**THINGS TO DO:**
[a] Who reported the bug described in the bug report, and on what date?
[b] Return the passage of the bug report between "On Thursday 07" and "and can't boot.)", inclusive.

**SOURCE:**
◆ ◆ ◆ ◆ ◆

Ubuntu
mountall package

NFS mounts at boot time prevent boot or print spurious errors

Bug #504224 reported by Alvin on 2010-01-07

120

This bug affects 22 people

Affects		Status	Importance	Assigned to	Milestone
	mountall (Ubuntu)	Fix Released	Medium	Unassigned	Ubuntu ubuntu-10.04
	Lucid	Fix Released	Medium	Unassigned	Ubuntu ubuntu-10.04

Bug Description

Binary package hint: mountall

karmic: mountall 1.0

When mounting NFS shares at boot, the first mount attempt usually fails since rpc or portmap are not running, or the network itself is not up yet.

These errors appear although the filesystem will be mounted successfully later on, so the user cannot distinguish them from "real" mount failures that need intervention by the admin.

Even worse, when the NFS mounts happen to be for a mountpoint that mountall considers essential for boot (like /home), the user is dropped to an emergency shell and system refuses to boot.

A temporary workaround is to add "nobootwait" for the affected mountpoints, but this causes the system to continue booting even if the mountpoint is not available when the network is set up correctly, i.e. if there is a real problem with the NFS server.

Proposed fix:

mountall should not try to mount any network file systems when called the first time. Only when the network is up and mountall receives SIGUSR1 it should try to do so. If this does not work at *that* point, mountall should print an error (and stop the boot for essential mount points) as before.

See original description

Tags:

Revision history for this message

Johan Walles (walles) wrote on 2010-01-07:

For clarification, if this is the same thing I'm having it's preventing my machine from booting.

I have about 10 NFS mounts, and my machine hangs on boot with the above printouts.

To work around this, and boot into X so I can log in, I can enter the recovery shell, do "mount -a", and exit the recovery shell.

This enables me to boot into X. I still cannot access my virtual text consoles after this; I assume that the boot process is still waiting for something else...

Revision history for this message

Alvin (alvind) wrote on 2010-01-07: Re: [Bug 504224] Re: Inconsistent error message: Filesystem could not be mounted

On Thursday 07 January 2010 14:47:33 Johan Walles wrote:
> For clarification, if this is the same thing I'm having it's preventing
> my machine from booting.

This bug is only about the error messages. They are the same and that makes it
difficult to know what is going on. (However, I do have a lot of machines that
suffer from the same problem as yours and can't boot.)

> I have about 10 NFS mounts, and my machine hangs on boot with the above
> printouts.
>
> To work around this, and boot into X so I can log in, I can enter the
> recovery shell, do "mount -a", and exit the recovery shell.

◆ ◆ ◆ ◆ ◆

(Items listed in a dataset)
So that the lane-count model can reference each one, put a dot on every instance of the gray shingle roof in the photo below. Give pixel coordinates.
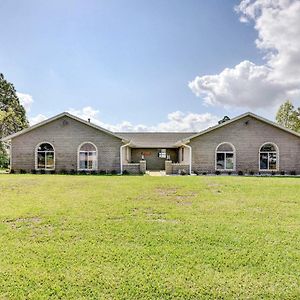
(155, 139)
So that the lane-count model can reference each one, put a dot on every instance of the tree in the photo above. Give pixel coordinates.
(12, 115)
(288, 116)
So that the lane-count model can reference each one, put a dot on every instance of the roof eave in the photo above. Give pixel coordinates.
(9, 137)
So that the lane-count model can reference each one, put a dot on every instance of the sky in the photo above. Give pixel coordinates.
(140, 65)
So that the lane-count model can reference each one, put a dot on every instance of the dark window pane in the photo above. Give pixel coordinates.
(268, 148)
(87, 147)
(272, 161)
(45, 147)
(229, 161)
(41, 160)
(220, 161)
(263, 161)
(225, 148)
(49, 160)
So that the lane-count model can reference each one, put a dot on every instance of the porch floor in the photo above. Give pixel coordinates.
(156, 173)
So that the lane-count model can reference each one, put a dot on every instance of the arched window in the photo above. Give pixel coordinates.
(268, 157)
(45, 157)
(87, 156)
(225, 157)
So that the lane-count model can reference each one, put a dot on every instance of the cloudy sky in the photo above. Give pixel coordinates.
(151, 65)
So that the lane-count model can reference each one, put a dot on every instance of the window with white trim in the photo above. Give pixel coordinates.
(45, 157)
(162, 153)
(225, 157)
(87, 157)
(268, 156)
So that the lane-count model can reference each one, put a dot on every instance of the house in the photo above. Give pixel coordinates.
(247, 143)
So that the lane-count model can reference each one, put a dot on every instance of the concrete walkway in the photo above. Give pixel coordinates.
(156, 173)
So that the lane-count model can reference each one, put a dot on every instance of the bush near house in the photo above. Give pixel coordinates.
(133, 237)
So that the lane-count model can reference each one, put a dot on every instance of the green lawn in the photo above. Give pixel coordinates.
(112, 237)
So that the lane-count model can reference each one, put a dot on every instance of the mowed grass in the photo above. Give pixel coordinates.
(112, 237)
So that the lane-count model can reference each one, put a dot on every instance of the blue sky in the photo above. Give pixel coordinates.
(129, 60)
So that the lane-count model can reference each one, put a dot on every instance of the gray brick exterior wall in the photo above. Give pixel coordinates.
(247, 135)
(65, 134)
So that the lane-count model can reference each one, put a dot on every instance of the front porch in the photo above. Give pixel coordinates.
(169, 160)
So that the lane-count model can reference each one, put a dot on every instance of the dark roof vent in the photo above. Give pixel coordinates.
(225, 119)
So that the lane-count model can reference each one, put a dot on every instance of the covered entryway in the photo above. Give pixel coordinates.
(155, 158)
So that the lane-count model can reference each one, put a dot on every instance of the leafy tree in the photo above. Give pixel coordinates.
(12, 115)
(288, 116)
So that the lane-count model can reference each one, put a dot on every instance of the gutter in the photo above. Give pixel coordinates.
(121, 156)
(190, 160)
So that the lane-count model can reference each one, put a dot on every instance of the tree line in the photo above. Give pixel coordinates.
(13, 116)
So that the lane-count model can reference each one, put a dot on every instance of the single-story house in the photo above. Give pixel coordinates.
(247, 143)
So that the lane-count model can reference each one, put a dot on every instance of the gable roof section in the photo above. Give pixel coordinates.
(155, 139)
(64, 114)
(248, 114)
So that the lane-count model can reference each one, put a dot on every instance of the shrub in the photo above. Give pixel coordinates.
(72, 172)
(182, 172)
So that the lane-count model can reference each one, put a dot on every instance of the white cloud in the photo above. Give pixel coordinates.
(259, 86)
(37, 119)
(26, 100)
(176, 121)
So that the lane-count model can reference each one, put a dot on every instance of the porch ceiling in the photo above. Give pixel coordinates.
(155, 139)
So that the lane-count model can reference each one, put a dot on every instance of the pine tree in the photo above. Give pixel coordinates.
(12, 115)
(288, 116)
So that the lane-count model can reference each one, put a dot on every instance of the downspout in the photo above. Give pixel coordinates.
(190, 160)
(121, 156)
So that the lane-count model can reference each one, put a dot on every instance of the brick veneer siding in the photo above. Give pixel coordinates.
(65, 134)
(247, 135)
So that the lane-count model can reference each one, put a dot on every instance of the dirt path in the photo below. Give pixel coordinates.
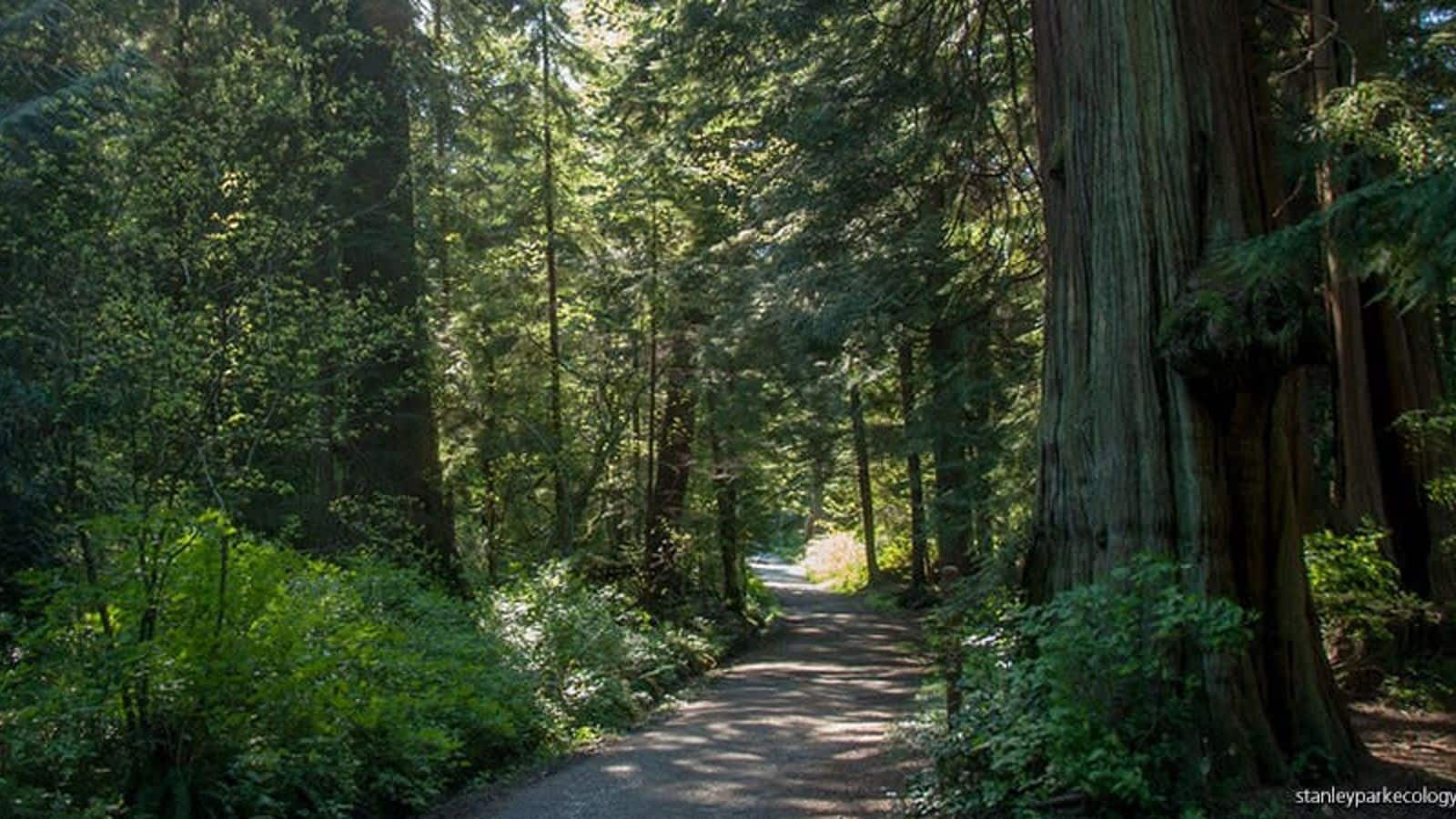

◆ ◆ ◆ ◆ ◆

**EXERCISE ANSWERS:**
[a] Alvin reported it on 2010-01-07.

[b]
On Thursday 07 January 2010 14:47:33 Johan Walles wrote:
> For clarification, if this is the same thing I'm having it's preventing
> my machine from booting.

This bug is only about the error messages. They are the same and that makes it
difficult to know what is going on. (However, I do have a lot of machines that
suffer from the same problem as yours and can't boot.)